Stored items from a collection:
━━━━━━━━━━━━━━━━━━━━━━━━━━━━━━

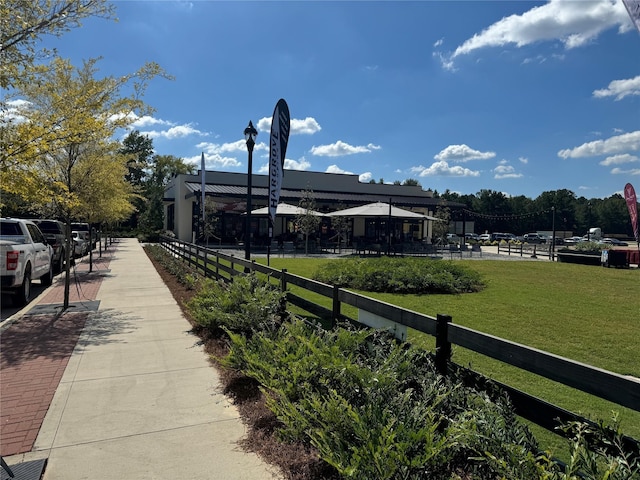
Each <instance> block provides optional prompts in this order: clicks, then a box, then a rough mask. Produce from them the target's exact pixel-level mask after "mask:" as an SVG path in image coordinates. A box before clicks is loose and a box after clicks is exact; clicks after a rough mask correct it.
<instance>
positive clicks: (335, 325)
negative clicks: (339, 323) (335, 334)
mask: <svg viewBox="0 0 640 480" xmlns="http://www.w3.org/2000/svg"><path fill="white" fill-rule="evenodd" d="M339 294H340V288H338V287H337V286H336V285H334V286H333V314H332V325H331V327H335V326H336V324H337V323H338V320H339V319H340V298H339Z"/></svg>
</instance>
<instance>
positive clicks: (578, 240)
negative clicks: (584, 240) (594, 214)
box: [564, 236, 583, 245]
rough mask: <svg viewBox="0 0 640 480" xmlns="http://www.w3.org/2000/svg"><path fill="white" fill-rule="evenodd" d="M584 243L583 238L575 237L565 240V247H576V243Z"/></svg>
mask: <svg viewBox="0 0 640 480" xmlns="http://www.w3.org/2000/svg"><path fill="white" fill-rule="evenodd" d="M582 241H583V239H582V237H579V236H573V237H569V238H565V239H564V243H565V245H575V244H576V243H580V242H582Z"/></svg>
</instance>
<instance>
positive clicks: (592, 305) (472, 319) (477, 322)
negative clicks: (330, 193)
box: [258, 258, 640, 447]
mask: <svg viewBox="0 0 640 480" xmlns="http://www.w3.org/2000/svg"><path fill="white" fill-rule="evenodd" d="M258 261H259V262H261V263H265V264H266V259H259V260H258ZM328 261H339V259H338V260H331V259H315V258H271V261H270V266H271V267H273V268H277V269H282V268H286V269H287V270H288V271H289V272H291V273H295V274H298V275H302V276H305V277H308V278H310V277H311V276H312V275H313V272H314V271H315V270H316V269H317V268H318V267H319V266H320V265H321V263H322V262H328ZM425 261H426V260H425ZM461 261H462V262H464V263H466V264H467V265H468V266H469V267H470V268H473V269H475V270H476V271H478V272H480V273H481V274H482V276H483V277H484V279H485V281H486V283H487V287H486V288H485V289H484V290H483V291H482V292H480V293H472V294H463V295H393V294H373V293H366V292H364V293H366V294H367V295H368V296H371V297H373V298H378V299H380V300H384V301H386V302H389V303H393V304H395V305H399V306H402V307H405V308H408V309H411V310H415V311H418V312H422V313H425V314H427V315H431V316H435V315H436V314H438V313H444V314H448V315H451V316H452V317H453V322H454V323H457V324H460V325H464V326H468V327H470V328H474V329H476V330H480V331H482V332H486V333H490V334H492V335H495V336H498V337H501V338H505V339H508V340H512V341H515V342H518V343H522V344H524V345H528V346H532V347H535V348H538V349H541V350H544V351H547V352H551V353H554V354H557V355H561V356H563V357H567V358H570V359H573V360H577V361H580V362H583V363H586V364H589V365H593V366H596V367H600V368H603V369H606V370H610V371H613V372H616V373H620V374H624V375H633V376H636V377H640V270H638V269H614V268H602V267H594V266H585V265H576V264H567V263H552V262H544V261H541V262H514V261H492V260H484V261H471V260H461ZM310 299H311V298H310ZM312 299H313V300H314V301H316V302H317V303H320V302H323V304H325V305H327V306H328V307H330V305H331V301H330V299H326V300H324V299H323V298H322V297H313V298H312ZM343 312H344V313H346V314H347V315H350V316H355V312H353V313H352V312H350V311H349V310H348V309H347V308H345V309H343ZM410 341H411V342H413V343H415V344H419V345H423V346H424V347H425V348H428V349H433V346H434V341H433V339H432V338H431V337H430V336H428V335H424V334H421V333H419V332H412V334H411V336H410ZM453 352H454V353H453V360H454V361H455V362H456V363H458V364H461V365H466V366H469V365H470V366H471V367H472V368H473V369H475V370H477V371H480V372H482V373H485V374H487V375H489V376H491V377H492V378H495V379H497V380H500V381H502V382H504V383H507V384H509V385H512V386H514V387H517V388H519V389H521V390H524V391H526V392H528V393H530V394H533V395H536V396H538V397H540V398H543V399H545V400H548V401H550V402H552V403H555V404H557V405H559V406H562V407H564V408H566V409H568V410H571V411H574V412H579V413H582V414H583V415H585V416H587V417H590V418H593V419H603V420H609V419H610V417H611V412H612V411H614V410H615V411H617V412H619V414H620V419H621V422H622V430H623V431H624V432H625V433H627V434H628V435H631V436H633V437H635V438H640V412H635V411H633V410H630V409H625V408H622V407H619V406H617V405H615V404H612V403H610V402H606V401H603V400H600V399H598V398H596V397H593V396H591V395H587V394H583V393H582V392H579V391H576V390H574V389H570V388H568V387H564V386H563V385H559V384H557V383H555V382H552V381H549V380H546V379H543V378H541V377H539V376H537V375H533V374H529V373H527V372H524V371H522V370H519V369H517V368H514V367H510V366H507V365H504V364H502V363H500V362H497V361H494V360H491V359H489V358H486V357H484V356H482V355H479V354H476V353H474V352H470V351H466V350H465V349H462V348H459V347H458V348H456V347H455V346H454V351H453ZM639 388H640V387H639ZM536 434H537V436H539V438H540V435H538V434H539V432H538V431H536ZM542 436H543V437H544V434H542ZM541 441H542V442H544V441H548V442H551V443H554V441H553V440H552V439H548V438H545V439H544V440H543V439H542V438H541ZM552 446H553V447H557V445H552Z"/></svg>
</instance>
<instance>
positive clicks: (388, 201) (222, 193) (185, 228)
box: [164, 170, 464, 245]
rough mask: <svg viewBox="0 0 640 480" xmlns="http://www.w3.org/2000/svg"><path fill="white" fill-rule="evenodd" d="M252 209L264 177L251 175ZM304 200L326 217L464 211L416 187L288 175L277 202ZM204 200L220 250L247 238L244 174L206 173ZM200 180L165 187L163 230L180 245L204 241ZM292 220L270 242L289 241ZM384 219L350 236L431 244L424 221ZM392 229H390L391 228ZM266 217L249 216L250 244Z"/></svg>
mask: <svg viewBox="0 0 640 480" xmlns="http://www.w3.org/2000/svg"><path fill="white" fill-rule="evenodd" d="M251 190H252V192H251V199H252V200H251V203H252V210H254V209H258V208H261V207H264V206H266V205H267V204H268V198H269V188H268V175H259V174H253V178H252V189H251ZM305 196H310V197H312V198H313V201H314V203H315V208H316V210H318V211H319V212H321V213H329V212H333V211H336V210H341V209H344V208H350V207H354V206H359V205H364V204H368V203H373V202H384V203H391V204H392V205H394V206H396V207H399V208H402V209H405V210H410V211H412V212H415V213H421V214H425V215H433V214H434V212H435V210H436V208H437V207H438V205H446V206H447V207H448V208H450V209H451V210H455V209H460V208H463V207H464V205H462V204H458V203H452V202H444V201H443V200H441V199H438V198H434V197H433V194H432V192H431V191H430V190H426V191H425V190H423V189H422V187H420V186H408V185H389V184H377V183H375V184H374V183H362V182H360V181H359V179H358V176H357V175H350V174H335V173H321V172H307V171H297V170H286V171H285V173H284V177H283V182H282V188H281V191H280V202H284V203H289V204H292V205H296V206H297V205H298V204H299V202H300V200H301V199H303V198H304V197H305ZM205 197H206V198H207V204H208V205H213V206H214V209H215V210H216V212H217V213H216V216H217V222H216V231H217V236H216V239H217V241H219V242H220V243H224V244H234V243H235V244H237V243H241V242H242V241H243V239H244V238H243V237H244V235H245V223H246V221H245V218H246V215H245V212H246V207H247V174H243V173H231V172H218V171H205ZM201 199H202V177H201V172H200V171H199V172H198V174H195V175H177V176H175V177H174V178H173V179H171V181H170V182H169V184H168V185H167V188H166V189H165V195H164V208H165V229H166V230H167V231H172V232H173V233H174V234H175V235H176V237H177V238H179V239H180V240H183V241H193V242H195V241H199V240H201V239H202V224H203V222H202V213H201V212H202V206H201V201H202V200H201ZM294 220H295V219H294V218H279V219H278V221H277V222H276V225H274V226H273V236H274V238H275V237H278V236H280V237H282V236H290V235H292V234H294V233H295V222H294ZM386 221H387V219H385V218H383V217H380V218H358V219H353V220H352V224H351V231H350V236H351V237H353V238H356V237H373V236H379V235H381V233H382V232H387V234H389V232H391V235H393V236H394V237H395V238H397V239H398V240H399V239H400V238H402V239H403V240H406V239H408V238H410V239H412V240H420V241H422V240H424V239H430V238H431V233H432V232H431V223H430V221H428V220H421V221H417V220H407V219H404V220H401V219H397V220H395V221H394V222H393V225H391V226H387V225H386V224H385V222H386ZM389 227H391V228H389ZM268 228H269V224H268V217H267V216H258V215H253V214H252V216H251V226H250V229H249V231H250V232H251V233H250V234H251V235H252V244H257V245H259V244H260V242H261V241H266V237H267V235H268ZM318 235H321V236H330V235H331V220H330V218H328V217H322V221H321V225H320V226H319V232H318Z"/></svg>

━━━━━━━━━━━━━━━━━━━━━━━━━━━━━━

▸ WHAT IS BEING ASKED
Look through the data above and return exactly the lines from the one that contains "box: [564, 236, 583, 245]" to the one that contains "negative clicks: (330, 193)", inclusive, with nothing else.

▸ EXERCISE OUTPUT
box: [564, 236, 583, 245]
rough mask: <svg viewBox="0 0 640 480" xmlns="http://www.w3.org/2000/svg"><path fill="white" fill-rule="evenodd" d="M584 243L583 238L575 237L565 240V247H576V243Z"/></svg>
mask: <svg viewBox="0 0 640 480" xmlns="http://www.w3.org/2000/svg"><path fill="white" fill-rule="evenodd" d="M582 241H583V239H582V237H579V236H573V237H569V238H565V239H564V243H565V245H575V244H576V243H580V242H582Z"/></svg>
</instance>
<instance>
positive clicks: (592, 305) (472, 319) (477, 322)
negative clicks: (330, 193)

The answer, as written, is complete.